Short task: Please recast every line of all the items below as a JSON list of strings, one string per line, leaving out blank lines.

Data in this exercise:
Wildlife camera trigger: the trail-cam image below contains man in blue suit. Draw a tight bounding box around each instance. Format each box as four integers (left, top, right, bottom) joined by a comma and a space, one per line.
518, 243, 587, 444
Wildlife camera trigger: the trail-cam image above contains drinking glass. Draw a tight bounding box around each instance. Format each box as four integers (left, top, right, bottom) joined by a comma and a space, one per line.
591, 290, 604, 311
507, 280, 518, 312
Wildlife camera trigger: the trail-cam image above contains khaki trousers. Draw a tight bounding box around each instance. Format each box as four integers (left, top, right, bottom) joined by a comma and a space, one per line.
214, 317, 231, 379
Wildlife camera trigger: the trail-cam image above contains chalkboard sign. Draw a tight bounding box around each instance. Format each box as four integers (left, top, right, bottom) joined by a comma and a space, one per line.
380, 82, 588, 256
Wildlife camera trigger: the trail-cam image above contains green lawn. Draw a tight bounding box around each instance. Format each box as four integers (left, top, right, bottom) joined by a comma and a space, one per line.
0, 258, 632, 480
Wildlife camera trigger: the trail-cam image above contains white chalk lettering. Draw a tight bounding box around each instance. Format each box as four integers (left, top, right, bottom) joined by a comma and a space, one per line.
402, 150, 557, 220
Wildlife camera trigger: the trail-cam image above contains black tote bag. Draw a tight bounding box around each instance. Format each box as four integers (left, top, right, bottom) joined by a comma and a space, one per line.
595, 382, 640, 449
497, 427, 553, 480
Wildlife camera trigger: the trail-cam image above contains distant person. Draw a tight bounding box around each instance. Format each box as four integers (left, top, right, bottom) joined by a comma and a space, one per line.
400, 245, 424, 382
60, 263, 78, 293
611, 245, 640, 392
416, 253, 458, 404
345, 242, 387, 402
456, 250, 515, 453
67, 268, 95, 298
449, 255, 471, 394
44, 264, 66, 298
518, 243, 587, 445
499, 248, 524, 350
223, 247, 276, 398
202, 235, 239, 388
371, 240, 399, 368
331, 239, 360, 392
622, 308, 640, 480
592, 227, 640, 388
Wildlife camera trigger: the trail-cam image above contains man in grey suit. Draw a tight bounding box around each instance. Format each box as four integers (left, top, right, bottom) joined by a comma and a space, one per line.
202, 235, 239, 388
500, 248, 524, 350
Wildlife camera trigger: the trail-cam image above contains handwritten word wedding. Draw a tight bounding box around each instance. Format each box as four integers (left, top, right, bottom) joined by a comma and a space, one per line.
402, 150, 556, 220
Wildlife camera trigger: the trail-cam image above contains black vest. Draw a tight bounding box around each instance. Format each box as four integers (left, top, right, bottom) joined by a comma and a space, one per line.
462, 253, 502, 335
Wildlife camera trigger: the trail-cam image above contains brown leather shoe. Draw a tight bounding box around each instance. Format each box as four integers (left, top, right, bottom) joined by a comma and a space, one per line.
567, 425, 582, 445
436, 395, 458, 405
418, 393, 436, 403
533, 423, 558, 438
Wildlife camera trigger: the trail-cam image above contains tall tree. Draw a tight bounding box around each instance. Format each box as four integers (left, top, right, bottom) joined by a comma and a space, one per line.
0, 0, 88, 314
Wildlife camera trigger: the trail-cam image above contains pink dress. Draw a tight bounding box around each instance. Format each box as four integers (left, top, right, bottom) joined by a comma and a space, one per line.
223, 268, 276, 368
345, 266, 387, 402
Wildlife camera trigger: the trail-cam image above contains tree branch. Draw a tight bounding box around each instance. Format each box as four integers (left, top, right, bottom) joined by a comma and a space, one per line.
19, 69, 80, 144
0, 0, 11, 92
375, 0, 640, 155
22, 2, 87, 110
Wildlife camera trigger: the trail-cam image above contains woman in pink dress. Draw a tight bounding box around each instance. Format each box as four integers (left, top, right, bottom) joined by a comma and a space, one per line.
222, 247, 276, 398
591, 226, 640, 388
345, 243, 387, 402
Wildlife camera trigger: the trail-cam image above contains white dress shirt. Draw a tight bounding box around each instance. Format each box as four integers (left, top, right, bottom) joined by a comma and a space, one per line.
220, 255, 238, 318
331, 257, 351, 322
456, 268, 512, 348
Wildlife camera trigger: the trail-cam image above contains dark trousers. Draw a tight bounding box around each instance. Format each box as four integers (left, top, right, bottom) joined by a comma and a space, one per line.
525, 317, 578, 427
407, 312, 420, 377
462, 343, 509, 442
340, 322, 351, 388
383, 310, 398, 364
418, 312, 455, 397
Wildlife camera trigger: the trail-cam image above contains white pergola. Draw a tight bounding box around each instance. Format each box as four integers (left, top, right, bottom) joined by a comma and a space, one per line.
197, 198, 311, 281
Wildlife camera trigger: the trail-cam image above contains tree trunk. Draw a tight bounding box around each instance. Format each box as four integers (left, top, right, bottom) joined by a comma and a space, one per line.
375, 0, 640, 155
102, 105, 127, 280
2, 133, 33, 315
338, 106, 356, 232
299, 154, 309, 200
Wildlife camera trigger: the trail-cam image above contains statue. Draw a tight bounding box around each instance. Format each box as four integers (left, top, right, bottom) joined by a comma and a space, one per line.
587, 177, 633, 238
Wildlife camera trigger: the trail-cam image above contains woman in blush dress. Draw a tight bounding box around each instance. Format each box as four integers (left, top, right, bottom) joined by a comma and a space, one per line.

Exercise response:
[
  "Wildlife camera trigger: the trail-cam image below contains man in blue suit. Draw a tight bounding box around each instance. Format each box as four integers (left, top, right, bottom) joined by a comma and a space, one per line.",
  "518, 243, 587, 444",
  "Wildlife camera trigger: the trail-cam image above contains drinking glass. Draw a tight bounding box around each instance. Format each box as four integers (left, top, right, bottom) joined by a comma and a space, one per line.",
  "591, 290, 604, 311",
  "507, 280, 518, 312",
  "Wildlife camera trigger: the trail-cam image above contains khaki trousers. Draw a tight bounding box around each instance. Format each box as four integers (left, top, right, bottom) joined by a comma and a space, one per line.",
  "214, 317, 231, 379",
  "Wildlife camera trigger: the trail-cam image above contains chalkboard sign. Draw a tight bounding box around each instance. Format each box as four integers (left, top, right, bottom) joined by a comma and a space, one per line.",
  "380, 82, 588, 256",
  "Wildlife camera trigger: the trail-cam image above contains green lawn. Draw a tight bounding box around each instance. Format each box as four integers (left, top, right, bottom) joined by a comma and a space, one per line.",
  "0, 258, 632, 480",
  "Wildlife camera trigger: the trail-cam image above contains white chalk lettering. Draw a tight bounding box around each instance. Format each box as four integers (left, top, right, bottom) joined by a comma and a space, one per line.",
  "402, 150, 557, 220",
  "Wildlife camera trigger: the trail-cam image above contains black tote bag. Draw a tight bounding box around each instance. Format each box as four integers (left, top, right, bottom) joined by a comma and a space, one per line.",
  "595, 382, 640, 449",
  "497, 427, 553, 480",
  "Wildlife camera trigger: the trail-cam image above contains distant person. Draw a tight bounding box around each instance. Format each box as four integers (left, top, right, bottom) joined by a comma and a space, one per line.",
  "400, 245, 424, 382",
  "60, 263, 78, 293",
  "611, 245, 640, 392",
  "416, 253, 458, 404",
  "345, 242, 387, 402",
  "456, 250, 515, 453",
  "67, 268, 95, 298",
  "449, 255, 471, 394",
  "44, 264, 66, 298",
  "518, 243, 587, 445",
  "499, 248, 524, 350",
  "223, 247, 276, 398",
  "202, 235, 239, 388",
  "371, 240, 399, 368",
  "331, 239, 360, 392",
  "622, 308, 640, 480",
  "592, 227, 640, 388",
  "Wildlife camera trigger: the trail-cam image above contains man in grey suit. Draw a tight bounding box around each instance. Format each box as four integers (left, top, right, bottom) joined by a comma and a space, one per line.",
  "202, 235, 239, 388",
  "500, 248, 524, 350",
  "Wildlife camera trigger: the trail-cam image above contains handwritten word wedding. Draw a tight bounding box around each instance. Format each box as four integers (left, top, right, bottom) joined by a comma and a space, one per line.",
  "402, 150, 556, 220",
  "Wildlife camera trigger: the trail-cam image above contains black vest. Draw a tight bounding box around each instance. Format each box as four integers (left, top, right, bottom) joined by a comma and a space, one per line.",
  "462, 253, 502, 335",
  "Wildlife camera trigger: the trail-cam image above contains brown leather shoe. Draw a tight bounding box around each instance. Format each box as four integers (left, top, right, bottom) joined by a comma and a space, one per line.",
  "567, 425, 582, 445",
  "436, 395, 458, 405",
  "418, 393, 436, 403",
  "533, 423, 558, 438",
  "Wildlife camera trigger: the trail-cam image above contains tall tree. Draw a tight bounding box around each instance. Format each box as four integers (left, top, right, bottom) joined by a comma and a space, one per line.",
  "0, 0, 88, 314",
  "Wildlife camera trigger: the trail-cam image above contains pink dress. Draw a tight bounding box around each instance. Format each box as four integers (left, top, right, bottom) joined by a comma and a space, one per line.",
  "223, 268, 276, 368",
  "345, 266, 387, 402",
  "Wildlife camera trigger: the trail-cam image above contains tree branch. Draw a tight bounding box around each instance. Format each box as four integers (left, top, right, bottom) joined by a comma and a space, one per line.",
  "19, 69, 80, 144",
  "0, 0, 11, 92",
  "375, 0, 640, 155",
  "22, 2, 87, 110",
  "Wildlife camera trigger: the trail-cam image above contains woman in pink dress. Draw a tight bounding box around each instance. Format each box as four integers (left, top, right, bottom) joined by a comma and a space, one per line.",
  "222, 247, 276, 398",
  "591, 226, 640, 388",
  "345, 243, 387, 402",
  "Wildlife camera trigger: the trail-cam image above contains white dress shirt. Draw a tight bounding box around each instance. Format each box as four integers (left, top, right, bottom) joined by a comma and a space, one per line.",
  "220, 255, 238, 318",
  "331, 257, 351, 322",
  "456, 268, 512, 348",
  "Wildlife camera trigger: the trail-cam image above contains dark trousers. Draw a tight bounding box around each instance. Format each box as four integers (left, top, right, bottom) joined by a comma and a space, one per line.",
  "525, 317, 578, 427",
  "407, 312, 420, 377",
  "462, 343, 509, 442",
  "340, 322, 351, 388",
  "383, 310, 398, 364",
  "418, 312, 455, 397",
  "Wildlife camera trigger: the trail-cam image above contains white pergola. Draw a tight bounding box around each instance. Format each box as four integers (left, top, right, bottom) joined by a comma and a space, one per line.",
  "197, 198, 311, 281",
  "Wildlife camera trigger: the trail-cam image above contains tree trunk. Draw a tight bounding box around each instance. Format each box as four integers (left, top, right, bottom) joined by a comma and a space, one per line.",
  "375, 0, 640, 155",
  "102, 105, 127, 280",
  "2, 133, 33, 315",
  "338, 106, 356, 232",
  "299, 154, 309, 200",
  "Wildlife camera trigger: the trail-cam image above contains statue. Draw a tight bounding box around each instance. Format each box as four integers (left, top, right, bottom) joined by a comma and a space, one per line.",
  "587, 177, 633, 238",
  "Wildlife camera trigger: the trail-cam image above contains woman in blush dress. Draw a tight bounding box around each instance. Format each box as four integers (left, top, right, bottom) joined by a comma and a space, one per line."
]